═════ TEXTO DE LECTURA ═════

Otro azul prosigue con el interés que Paula viene demostrando en proyectos anteriores acerca de la incorporación y evocación de la naturaleza en la cultura material y en el imaginario de las sociedades metropolitanas. Esa evocación se realiza a través de la estilización, de la reformulación de elementos naturales según unos patrones de las artes decorativas y del diseño puestos al servicio de la industria, que nos la ofrece en productos seriados como estampados textiles o azulejos. En esos zócalos cerámicos se despliega, ante la vista de los urbanitas que moramos los hogares, la imagen del cosmos y de una naturaleza paradisiaca y evasiva que, cual espejismo, actúa como oasis en la ciudad. En ellos encontramos la estilización de una naturaleza de la que progresivamente el ser humano se ha ido apartando en el proceso de reafirmar su humanidad y negar su animalidad. Ahí radica uno de los traumas de nuestra especie: la escisión de lo natural, negando nuestro marco primigenio mientras construíamos uno propio. La nostalgia y la melancolía se convierten en compañeros de viaje y en motores que instan, mediante la decoración que incorporamos a nuestras vidas, a rememorar la naturaleza perdida, aquella mítica Edad de Oro en la que se convivía en armonía con el orden natural. Es este asunto esencial o connatural a nosotros. Paula alerta poéticamente de esa paradójica situación en la que hacemos presente una naturaleza estilizada como respuesta a la expulsión de ella de nuestras vidas.

═════ DATOS EXTRAÍDOS ═════

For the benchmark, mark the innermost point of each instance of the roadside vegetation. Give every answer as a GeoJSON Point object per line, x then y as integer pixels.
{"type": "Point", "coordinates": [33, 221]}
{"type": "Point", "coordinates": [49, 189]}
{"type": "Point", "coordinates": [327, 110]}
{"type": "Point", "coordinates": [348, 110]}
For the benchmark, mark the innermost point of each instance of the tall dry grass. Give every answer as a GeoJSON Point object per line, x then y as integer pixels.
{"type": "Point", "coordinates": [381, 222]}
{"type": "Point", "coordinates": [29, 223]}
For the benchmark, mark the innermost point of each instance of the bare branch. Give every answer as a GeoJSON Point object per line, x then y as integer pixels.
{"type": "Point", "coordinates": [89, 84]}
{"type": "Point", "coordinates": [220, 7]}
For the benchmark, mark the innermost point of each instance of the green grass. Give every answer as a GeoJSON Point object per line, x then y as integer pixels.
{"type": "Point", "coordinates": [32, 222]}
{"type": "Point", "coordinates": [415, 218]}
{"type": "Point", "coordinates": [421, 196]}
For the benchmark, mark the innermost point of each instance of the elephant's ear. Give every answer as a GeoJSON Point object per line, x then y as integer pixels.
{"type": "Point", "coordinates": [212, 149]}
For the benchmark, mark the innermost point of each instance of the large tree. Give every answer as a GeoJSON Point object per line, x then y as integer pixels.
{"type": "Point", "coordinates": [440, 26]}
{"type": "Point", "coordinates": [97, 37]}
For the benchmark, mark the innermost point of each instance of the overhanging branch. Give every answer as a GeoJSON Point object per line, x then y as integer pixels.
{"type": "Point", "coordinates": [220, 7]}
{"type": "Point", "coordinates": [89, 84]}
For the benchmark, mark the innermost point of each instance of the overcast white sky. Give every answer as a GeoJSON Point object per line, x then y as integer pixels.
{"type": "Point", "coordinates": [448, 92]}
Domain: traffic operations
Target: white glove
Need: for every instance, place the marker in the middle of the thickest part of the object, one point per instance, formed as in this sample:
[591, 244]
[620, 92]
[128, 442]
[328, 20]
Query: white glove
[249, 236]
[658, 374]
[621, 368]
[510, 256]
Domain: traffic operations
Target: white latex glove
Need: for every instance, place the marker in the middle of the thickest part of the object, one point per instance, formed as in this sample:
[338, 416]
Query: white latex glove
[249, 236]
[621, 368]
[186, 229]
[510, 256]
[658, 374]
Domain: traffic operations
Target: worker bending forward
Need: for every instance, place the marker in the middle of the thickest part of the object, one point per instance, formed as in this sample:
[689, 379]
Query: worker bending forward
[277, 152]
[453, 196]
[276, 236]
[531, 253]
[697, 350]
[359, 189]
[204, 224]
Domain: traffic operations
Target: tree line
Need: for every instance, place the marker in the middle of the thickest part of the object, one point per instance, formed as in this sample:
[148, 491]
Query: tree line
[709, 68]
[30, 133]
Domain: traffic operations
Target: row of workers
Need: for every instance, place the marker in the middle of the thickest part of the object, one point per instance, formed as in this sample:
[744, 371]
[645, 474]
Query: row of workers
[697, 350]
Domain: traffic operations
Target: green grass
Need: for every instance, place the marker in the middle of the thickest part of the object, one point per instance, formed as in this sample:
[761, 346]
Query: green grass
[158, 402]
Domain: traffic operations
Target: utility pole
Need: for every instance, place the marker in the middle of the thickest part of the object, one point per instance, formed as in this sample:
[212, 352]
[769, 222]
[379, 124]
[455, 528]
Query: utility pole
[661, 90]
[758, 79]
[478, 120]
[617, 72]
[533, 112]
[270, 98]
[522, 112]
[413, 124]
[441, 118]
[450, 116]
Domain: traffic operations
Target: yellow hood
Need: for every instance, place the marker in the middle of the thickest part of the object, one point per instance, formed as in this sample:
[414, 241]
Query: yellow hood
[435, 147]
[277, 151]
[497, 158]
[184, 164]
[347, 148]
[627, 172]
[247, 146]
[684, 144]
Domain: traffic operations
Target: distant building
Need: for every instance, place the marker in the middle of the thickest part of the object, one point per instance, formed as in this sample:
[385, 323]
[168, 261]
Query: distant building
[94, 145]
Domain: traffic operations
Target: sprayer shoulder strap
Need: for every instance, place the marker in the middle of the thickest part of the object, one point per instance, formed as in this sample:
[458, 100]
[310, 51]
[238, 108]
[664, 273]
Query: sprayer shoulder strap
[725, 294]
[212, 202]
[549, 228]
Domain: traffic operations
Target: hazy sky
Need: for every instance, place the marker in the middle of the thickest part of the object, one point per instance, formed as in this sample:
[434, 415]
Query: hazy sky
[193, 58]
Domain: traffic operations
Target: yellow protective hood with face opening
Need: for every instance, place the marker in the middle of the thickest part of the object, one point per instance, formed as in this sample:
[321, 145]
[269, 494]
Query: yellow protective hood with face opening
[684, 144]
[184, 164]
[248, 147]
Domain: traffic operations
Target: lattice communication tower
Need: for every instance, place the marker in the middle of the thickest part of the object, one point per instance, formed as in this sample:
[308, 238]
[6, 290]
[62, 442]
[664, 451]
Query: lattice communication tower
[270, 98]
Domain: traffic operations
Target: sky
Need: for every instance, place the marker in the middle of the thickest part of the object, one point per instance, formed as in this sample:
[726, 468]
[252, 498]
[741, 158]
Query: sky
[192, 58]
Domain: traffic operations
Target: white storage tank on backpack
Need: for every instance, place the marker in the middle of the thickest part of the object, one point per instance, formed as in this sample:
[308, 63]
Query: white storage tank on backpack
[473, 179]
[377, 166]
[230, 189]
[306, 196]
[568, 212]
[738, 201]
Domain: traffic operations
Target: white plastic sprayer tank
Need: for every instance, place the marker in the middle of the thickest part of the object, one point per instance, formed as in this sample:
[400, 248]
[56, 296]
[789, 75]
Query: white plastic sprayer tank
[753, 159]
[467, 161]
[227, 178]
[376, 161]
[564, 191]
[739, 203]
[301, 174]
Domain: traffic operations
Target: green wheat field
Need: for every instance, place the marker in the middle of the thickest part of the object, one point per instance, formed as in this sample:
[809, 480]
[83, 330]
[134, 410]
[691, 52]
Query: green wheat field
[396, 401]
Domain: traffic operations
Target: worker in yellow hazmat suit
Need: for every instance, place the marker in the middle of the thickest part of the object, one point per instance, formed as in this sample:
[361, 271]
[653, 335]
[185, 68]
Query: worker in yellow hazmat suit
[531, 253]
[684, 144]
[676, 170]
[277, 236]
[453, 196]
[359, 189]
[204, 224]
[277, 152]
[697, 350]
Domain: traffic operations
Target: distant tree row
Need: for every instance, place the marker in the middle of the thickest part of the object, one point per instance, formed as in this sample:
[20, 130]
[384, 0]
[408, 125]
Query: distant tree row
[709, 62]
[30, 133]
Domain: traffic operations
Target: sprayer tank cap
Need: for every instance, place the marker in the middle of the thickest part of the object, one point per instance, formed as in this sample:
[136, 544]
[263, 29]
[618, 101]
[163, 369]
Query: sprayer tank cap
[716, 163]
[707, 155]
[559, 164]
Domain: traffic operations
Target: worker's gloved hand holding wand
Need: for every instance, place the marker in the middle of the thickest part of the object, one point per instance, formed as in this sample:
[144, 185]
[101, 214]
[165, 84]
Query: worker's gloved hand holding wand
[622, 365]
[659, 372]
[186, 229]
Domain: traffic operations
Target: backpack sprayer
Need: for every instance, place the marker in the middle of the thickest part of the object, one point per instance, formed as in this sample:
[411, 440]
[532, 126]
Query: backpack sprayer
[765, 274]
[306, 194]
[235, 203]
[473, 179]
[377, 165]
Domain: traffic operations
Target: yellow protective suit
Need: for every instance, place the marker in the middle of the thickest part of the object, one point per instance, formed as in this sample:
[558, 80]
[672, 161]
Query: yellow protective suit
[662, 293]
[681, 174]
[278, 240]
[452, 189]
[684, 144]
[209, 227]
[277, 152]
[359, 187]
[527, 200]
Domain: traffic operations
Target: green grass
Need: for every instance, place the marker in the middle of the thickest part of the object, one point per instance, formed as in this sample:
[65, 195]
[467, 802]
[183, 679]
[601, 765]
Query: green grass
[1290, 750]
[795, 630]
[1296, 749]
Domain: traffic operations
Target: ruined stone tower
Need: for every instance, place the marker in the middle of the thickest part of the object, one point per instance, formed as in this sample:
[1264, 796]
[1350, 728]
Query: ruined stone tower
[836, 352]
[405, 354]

═════

* [PROBLEMA A RESOLVER]:
Prosigue el texto sobre Otro azul a partir de su última oración. Los datos son un material independiente del texto sobre Otro azul.

* [RESULTADO DEL EJERCICIO]:
En nuestra relación con las obras de Paula quedamos prendidos en esos estratos y en la comunión de disciplinas que, desde lo gráfico del dibujo y la pintura, se encaminan a lo tridimensional, adquiriendo naturaleza de instalación y de environment. Ello implica una respuesta fenomenológica en nosotros, obligados a abandonar un papel contemplativo para experimentar la instalación en movimiento, así como a gastar tiempo en ello, algo que enlazaría con los estratos temporales fijados. Prendidos quedamos, también, en el equilibrio entre la filigrana del diseño, de ese patrón geométrico, y las grandes manchas abstractas cual cata o desconchón. Atrapados, al fin y al cabo, en esas arquitecturas en sepia y recuerdos en azul. O viceversa.